[Stored data entries]

********************

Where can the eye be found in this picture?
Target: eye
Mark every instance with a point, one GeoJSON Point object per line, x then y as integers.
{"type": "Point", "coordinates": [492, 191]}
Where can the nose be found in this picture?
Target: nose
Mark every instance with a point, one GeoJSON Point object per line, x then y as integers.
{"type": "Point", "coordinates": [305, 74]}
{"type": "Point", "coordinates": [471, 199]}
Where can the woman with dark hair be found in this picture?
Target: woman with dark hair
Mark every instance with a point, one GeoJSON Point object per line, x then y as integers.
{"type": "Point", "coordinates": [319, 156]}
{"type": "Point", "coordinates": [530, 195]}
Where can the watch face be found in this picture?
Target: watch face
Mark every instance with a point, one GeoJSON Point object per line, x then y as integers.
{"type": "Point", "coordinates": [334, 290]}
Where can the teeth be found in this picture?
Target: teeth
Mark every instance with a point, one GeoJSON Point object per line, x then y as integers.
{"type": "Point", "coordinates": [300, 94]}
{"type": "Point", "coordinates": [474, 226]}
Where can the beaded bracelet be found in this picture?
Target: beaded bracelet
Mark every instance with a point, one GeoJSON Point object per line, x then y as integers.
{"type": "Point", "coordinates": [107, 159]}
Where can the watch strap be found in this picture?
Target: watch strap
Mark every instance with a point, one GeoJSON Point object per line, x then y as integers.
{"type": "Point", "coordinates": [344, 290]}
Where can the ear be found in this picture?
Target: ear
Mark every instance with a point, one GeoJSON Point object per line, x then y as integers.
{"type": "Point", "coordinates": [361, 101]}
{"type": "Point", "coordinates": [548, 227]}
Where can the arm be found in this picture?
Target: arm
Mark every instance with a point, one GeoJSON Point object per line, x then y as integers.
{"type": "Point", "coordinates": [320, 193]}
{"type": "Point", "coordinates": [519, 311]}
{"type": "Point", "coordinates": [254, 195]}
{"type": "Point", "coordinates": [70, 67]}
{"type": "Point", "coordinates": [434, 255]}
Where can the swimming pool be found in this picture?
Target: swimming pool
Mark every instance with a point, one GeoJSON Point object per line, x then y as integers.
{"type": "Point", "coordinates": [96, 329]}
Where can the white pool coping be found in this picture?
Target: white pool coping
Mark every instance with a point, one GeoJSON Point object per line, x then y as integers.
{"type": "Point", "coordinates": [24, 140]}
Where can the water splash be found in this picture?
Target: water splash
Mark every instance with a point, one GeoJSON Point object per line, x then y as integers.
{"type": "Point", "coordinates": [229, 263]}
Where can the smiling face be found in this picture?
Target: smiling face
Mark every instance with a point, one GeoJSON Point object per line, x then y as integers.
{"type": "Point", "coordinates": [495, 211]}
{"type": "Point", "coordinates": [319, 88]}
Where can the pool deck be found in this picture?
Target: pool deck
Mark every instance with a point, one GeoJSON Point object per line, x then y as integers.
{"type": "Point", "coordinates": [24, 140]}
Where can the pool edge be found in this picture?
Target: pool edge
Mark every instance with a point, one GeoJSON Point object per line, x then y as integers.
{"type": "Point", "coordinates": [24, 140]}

********************

● **ABOUT THIS EXERCISE**: Would you please give all of the records again exactly as they stand?

● **YOUR SOLUTION**:
Where can the eye be found in this picture?
Target: eye
Mark every instance with a point, one GeoJSON Point object per line, x then y as integers.
{"type": "Point", "coordinates": [492, 191]}
Where can the nose be found in this picture?
Target: nose
Mark every instance with a point, one GeoJSON Point object per line, x then y as integers.
{"type": "Point", "coordinates": [305, 74]}
{"type": "Point", "coordinates": [471, 199]}
Where can the woman with dark hair be found in this picture?
Target: woman with dark hair
Mark every instance with a point, one GeoJSON Point object per line, x then y as integers.
{"type": "Point", "coordinates": [319, 156]}
{"type": "Point", "coordinates": [530, 195]}
Where can the watch face be found in this picture?
Target: watch face
Mark every instance with a point, one GeoJSON Point object per line, x then y as integers.
{"type": "Point", "coordinates": [334, 290]}
Where can the teeth be found in this picture?
Target: teeth
Mark every instance with a point, one GeoJSON Point object per line, x then y as integers.
{"type": "Point", "coordinates": [300, 94]}
{"type": "Point", "coordinates": [474, 226]}
Where can the beaded bracelet be found in this picture?
Target: beaded bracelet
Mark every instance with a point, one GeoJSON Point object per line, x then y as integers.
{"type": "Point", "coordinates": [107, 159]}
Where can the watch strap be found in this picture?
Target: watch strap
Mark every instance with a point, one GeoJSON Point object per line, x then y as integers.
{"type": "Point", "coordinates": [344, 290]}
Where can the ear be found in this picture?
Target: ear
Mark every instance with a point, one GeoJSON Point object per line, x then y as integers.
{"type": "Point", "coordinates": [361, 101]}
{"type": "Point", "coordinates": [548, 227]}
Where can the arm be found in this picture?
Target: arm
Mark every instance with a point, one GeoJSON Point object per line, x then y as integers.
{"type": "Point", "coordinates": [320, 193]}
{"type": "Point", "coordinates": [519, 311]}
{"type": "Point", "coordinates": [254, 195]}
{"type": "Point", "coordinates": [70, 67]}
{"type": "Point", "coordinates": [434, 255]}
Where can the swimming pool be found in this picture?
Target: swimming pool
Mark every instance with a point, one GeoJSON Point object per line, x then y as integers.
{"type": "Point", "coordinates": [96, 329]}
Where can the white pool coping be found in this picture?
Target: white pool coping
Mark every instance with a point, one GeoJSON Point object per line, x then y as integers.
{"type": "Point", "coordinates": [24, 140]}
Where can the water splash be found in this picture?
Target: water splash
Mark every instance with a point, one GeoJSON Point object per line, x then y as integers.
{"type": "Point", "coordinates": [229, 263]}
Where can the smiling face be found in this picture?
Target: smiling face
Mark every instance with a point, one GeoJSON Point object per line, x then y as integers.
{"type": "Point", "coordinates": [495, 211]}
{"type": "Point", "coordinates": [319, 88]}
Where can the pool deck be found in this picture?
Target: pool deck
Mark every instance with a point, one GeoJSON Point object per line, x then y as integers.
{"type": "Point", "coordinates": [24, 140]}
Where can the pool edge be found in this picture?
Target: pool edge
Mark every instance with a point, one GeoJSON Point object per line, x then y as integers.
{"type": "Point", "coordinates": [24, 140]}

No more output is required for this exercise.